### WHAT THE EXERCISE ASKS
Revise the records below so that "One point apiece" becomes "One point each" everywhere, with no other changes.

--- BEGIN ---

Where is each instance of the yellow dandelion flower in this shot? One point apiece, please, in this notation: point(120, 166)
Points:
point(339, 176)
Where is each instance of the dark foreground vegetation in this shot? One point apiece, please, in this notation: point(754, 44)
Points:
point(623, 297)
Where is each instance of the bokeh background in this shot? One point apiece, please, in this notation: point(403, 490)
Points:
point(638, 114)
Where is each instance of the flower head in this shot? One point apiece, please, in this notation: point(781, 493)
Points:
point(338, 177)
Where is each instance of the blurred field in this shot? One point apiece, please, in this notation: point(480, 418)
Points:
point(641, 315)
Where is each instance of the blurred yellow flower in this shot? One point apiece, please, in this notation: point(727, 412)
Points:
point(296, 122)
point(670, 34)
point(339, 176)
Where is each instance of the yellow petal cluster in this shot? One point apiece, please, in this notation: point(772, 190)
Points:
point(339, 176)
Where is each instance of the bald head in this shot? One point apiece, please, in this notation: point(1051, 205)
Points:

--- END ---

### OUTPUT FOR THIS TASK
Where is each instance of the yellow dandelion flower in this shot? One point each, please, in this notation: point(120, 166)
Points:
point(339, 176)
Where is each instance of the dark foreground vegetation in this shot? One point each, please, in this notation: point(754, 44)
Points:
point(623, 297)
Where is each instance of the bokeh background in this shot? One point each, please, in this notation: point(403, 490)
Points:
point(638, 114)
Where is each instance of the flower head in this shot? One point each, please, in this notation: point(781, 493)
Points:
point(338, 177)
Where is each instance of the blurred field in this shot? One point each, please, in this notation: point(480, 418)
Points:
point(641, 315)
Where is each instance of the blurred yellow flower in this shot? One point each, please, in this notation: point(727, 412)
Points:
point(296, 122)
point(670, 34)
point(339, 176)
Where is each instance of the yellow petal cluster in this shot? One point each, please, in this notation: point(772, 190)
Points:
point(339, 176)
Where is each instance of the bald head in this shot? One point each, please, in this notation: point(1051, 205)
Points:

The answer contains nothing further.